**REQUIREMENTS**:
Format the part that opens with the line containing "Now, the query is: white baseball pant" and closes with the line containing "[276,167,316,228]" as a JSON list of strings, one string per line, leaving out blank lines. Include only those lines, with both end lines counted.

**RECORDS SHOWN**:

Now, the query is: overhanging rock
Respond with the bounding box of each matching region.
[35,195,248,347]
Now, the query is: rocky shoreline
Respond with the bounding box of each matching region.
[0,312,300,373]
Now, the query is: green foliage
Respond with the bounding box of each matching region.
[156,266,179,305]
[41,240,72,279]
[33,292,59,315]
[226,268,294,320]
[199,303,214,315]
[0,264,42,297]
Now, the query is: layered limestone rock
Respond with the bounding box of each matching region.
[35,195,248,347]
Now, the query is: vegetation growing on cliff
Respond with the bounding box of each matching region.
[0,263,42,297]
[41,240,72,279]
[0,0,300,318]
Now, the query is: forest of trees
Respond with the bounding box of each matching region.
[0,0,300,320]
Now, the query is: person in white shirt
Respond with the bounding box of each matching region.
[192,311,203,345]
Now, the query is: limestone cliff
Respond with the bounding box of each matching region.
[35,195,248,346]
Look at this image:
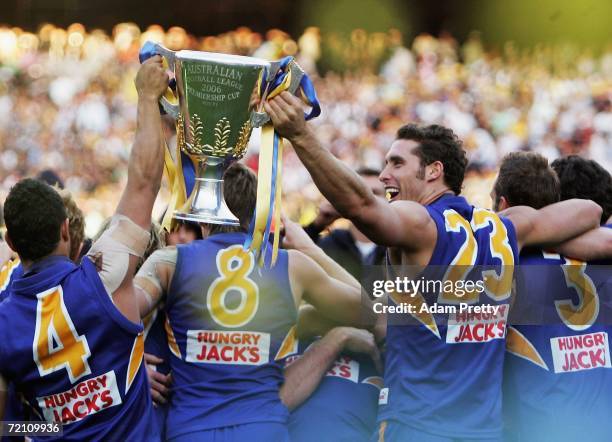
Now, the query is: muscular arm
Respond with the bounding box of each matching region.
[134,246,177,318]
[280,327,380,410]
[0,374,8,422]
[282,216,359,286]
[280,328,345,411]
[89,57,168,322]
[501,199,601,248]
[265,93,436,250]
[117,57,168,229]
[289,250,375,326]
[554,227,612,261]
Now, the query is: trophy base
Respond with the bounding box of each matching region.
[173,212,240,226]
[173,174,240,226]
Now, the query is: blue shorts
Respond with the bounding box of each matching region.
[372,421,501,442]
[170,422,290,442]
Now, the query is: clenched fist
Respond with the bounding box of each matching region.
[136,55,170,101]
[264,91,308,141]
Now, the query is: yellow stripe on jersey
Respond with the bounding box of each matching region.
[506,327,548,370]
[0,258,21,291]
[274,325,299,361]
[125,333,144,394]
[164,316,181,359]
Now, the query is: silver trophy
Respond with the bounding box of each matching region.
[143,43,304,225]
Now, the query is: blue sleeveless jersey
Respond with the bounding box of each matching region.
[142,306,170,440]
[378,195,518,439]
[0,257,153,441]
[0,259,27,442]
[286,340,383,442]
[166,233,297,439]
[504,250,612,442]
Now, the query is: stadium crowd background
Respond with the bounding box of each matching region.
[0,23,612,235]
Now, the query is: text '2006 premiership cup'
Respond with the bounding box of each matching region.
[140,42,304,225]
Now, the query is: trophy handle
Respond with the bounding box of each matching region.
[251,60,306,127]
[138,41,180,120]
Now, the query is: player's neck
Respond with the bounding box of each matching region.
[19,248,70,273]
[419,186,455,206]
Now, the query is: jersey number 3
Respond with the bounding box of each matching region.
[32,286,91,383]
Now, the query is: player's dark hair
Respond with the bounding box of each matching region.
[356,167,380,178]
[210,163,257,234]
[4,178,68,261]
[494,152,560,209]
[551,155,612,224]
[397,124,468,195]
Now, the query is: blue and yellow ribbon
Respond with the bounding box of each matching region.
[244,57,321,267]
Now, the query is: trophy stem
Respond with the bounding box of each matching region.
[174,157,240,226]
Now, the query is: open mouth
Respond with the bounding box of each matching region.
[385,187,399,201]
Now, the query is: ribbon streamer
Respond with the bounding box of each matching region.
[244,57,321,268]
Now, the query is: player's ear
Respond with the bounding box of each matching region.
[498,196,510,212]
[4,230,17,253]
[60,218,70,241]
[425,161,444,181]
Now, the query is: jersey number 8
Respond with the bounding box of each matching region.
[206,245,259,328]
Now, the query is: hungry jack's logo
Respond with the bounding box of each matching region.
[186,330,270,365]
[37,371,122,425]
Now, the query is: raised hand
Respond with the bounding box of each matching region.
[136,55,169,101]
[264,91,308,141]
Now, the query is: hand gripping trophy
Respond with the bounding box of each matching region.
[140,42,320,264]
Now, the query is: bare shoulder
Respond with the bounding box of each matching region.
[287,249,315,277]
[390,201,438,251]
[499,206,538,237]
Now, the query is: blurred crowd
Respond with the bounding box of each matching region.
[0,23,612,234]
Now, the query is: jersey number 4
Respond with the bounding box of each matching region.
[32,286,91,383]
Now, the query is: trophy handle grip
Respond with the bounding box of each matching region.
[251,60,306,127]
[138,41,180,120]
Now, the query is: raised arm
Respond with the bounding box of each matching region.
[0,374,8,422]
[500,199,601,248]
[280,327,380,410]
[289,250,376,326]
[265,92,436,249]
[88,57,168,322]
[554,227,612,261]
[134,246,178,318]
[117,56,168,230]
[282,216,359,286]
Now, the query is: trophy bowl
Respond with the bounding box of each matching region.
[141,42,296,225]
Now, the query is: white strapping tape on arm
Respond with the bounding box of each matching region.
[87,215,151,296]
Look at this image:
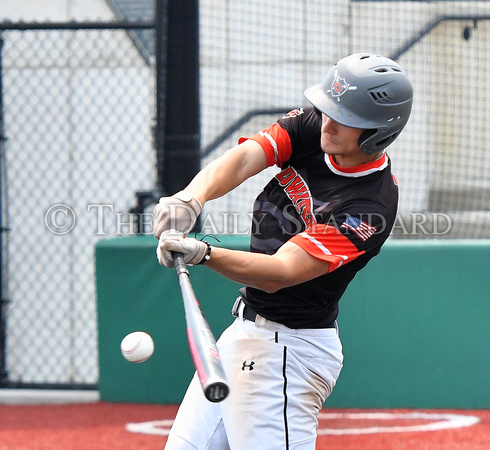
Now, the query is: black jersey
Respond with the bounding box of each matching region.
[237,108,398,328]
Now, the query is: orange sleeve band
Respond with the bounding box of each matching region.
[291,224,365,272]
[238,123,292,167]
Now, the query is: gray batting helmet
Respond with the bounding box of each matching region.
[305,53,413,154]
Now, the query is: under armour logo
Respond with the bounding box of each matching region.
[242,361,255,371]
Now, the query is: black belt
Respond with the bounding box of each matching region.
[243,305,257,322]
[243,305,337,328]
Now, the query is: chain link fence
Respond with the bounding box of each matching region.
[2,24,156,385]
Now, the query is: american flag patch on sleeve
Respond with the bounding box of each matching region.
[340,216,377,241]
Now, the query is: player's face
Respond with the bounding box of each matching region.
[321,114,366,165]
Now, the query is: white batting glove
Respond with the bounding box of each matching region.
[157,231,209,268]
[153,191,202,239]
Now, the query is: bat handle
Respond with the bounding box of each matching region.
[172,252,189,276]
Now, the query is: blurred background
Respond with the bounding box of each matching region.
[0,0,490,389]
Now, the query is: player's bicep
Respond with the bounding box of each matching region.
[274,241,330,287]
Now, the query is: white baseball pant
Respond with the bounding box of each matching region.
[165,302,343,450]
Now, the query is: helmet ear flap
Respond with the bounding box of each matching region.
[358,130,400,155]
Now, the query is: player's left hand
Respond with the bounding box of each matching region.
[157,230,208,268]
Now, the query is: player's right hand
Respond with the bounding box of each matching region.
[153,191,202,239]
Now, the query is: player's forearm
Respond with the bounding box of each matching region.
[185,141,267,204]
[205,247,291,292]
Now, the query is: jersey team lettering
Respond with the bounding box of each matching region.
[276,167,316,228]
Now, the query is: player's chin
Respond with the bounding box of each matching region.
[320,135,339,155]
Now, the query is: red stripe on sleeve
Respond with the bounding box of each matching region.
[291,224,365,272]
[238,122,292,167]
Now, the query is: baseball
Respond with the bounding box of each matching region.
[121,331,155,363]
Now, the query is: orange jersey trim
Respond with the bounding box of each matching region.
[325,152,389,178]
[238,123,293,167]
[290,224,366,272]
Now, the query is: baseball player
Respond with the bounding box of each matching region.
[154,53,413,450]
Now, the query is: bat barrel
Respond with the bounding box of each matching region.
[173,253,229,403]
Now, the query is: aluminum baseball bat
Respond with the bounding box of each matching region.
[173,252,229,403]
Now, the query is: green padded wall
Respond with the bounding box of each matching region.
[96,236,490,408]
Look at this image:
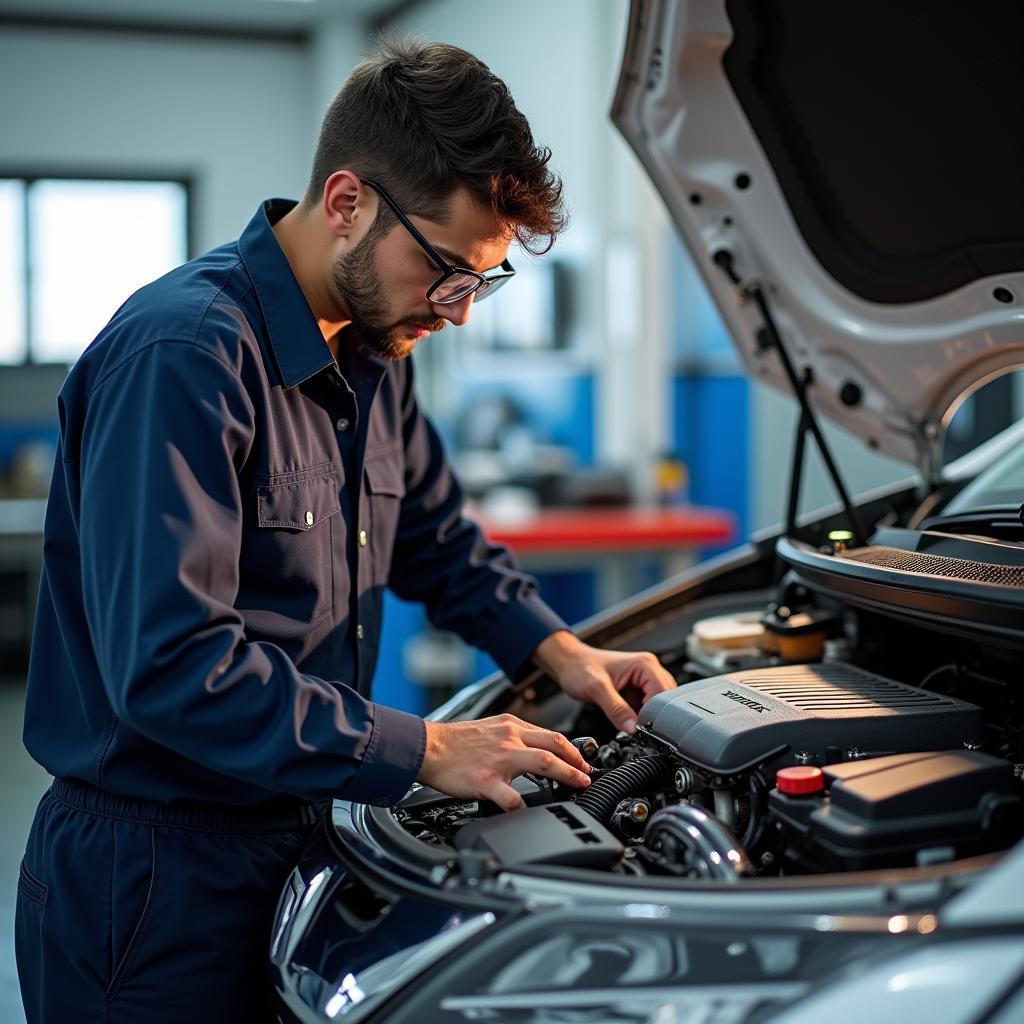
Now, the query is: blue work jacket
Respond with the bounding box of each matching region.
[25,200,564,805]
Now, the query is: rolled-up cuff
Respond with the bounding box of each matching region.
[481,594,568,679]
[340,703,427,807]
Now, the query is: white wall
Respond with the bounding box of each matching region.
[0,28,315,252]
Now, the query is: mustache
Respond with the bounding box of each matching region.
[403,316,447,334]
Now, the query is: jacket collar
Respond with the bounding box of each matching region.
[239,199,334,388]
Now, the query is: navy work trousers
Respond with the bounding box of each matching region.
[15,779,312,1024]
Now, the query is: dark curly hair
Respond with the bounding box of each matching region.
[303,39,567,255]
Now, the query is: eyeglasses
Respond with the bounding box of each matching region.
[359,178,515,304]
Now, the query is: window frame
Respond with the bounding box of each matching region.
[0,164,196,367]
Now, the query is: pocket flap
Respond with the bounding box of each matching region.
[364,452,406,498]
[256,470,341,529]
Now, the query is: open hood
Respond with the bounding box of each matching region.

**RESULT OF THE TASK**:
[
  "Now, the query is: white baseball pant",
  "Respond with the bounding box of each matching region.",
  "[165,302,343,450]",
  "Now, the query is: helmet ear flap",
  "Respond with the bounding box of each matching region.",
  "[358,130,400,155]",
  "Now, the query is: player's left hand",
  "Respond with the bounding box of each matching region.",
  "[157,230,208,268]",
  "Now, the query is: player's right hand",
  "Respond with the bounding box of each matching region.",
  "[153,191,202,239]",
  "Now, the query is: player's forearm",
  "Respond with the bounding box of each matching region.",
  "[185,141,267,204]",
  "[205,247,291,292]",
  "Now, the query is: jersey team lettering",
  "Respond with the bounding box of each matching region.",
  "[276,167,316,228]"
]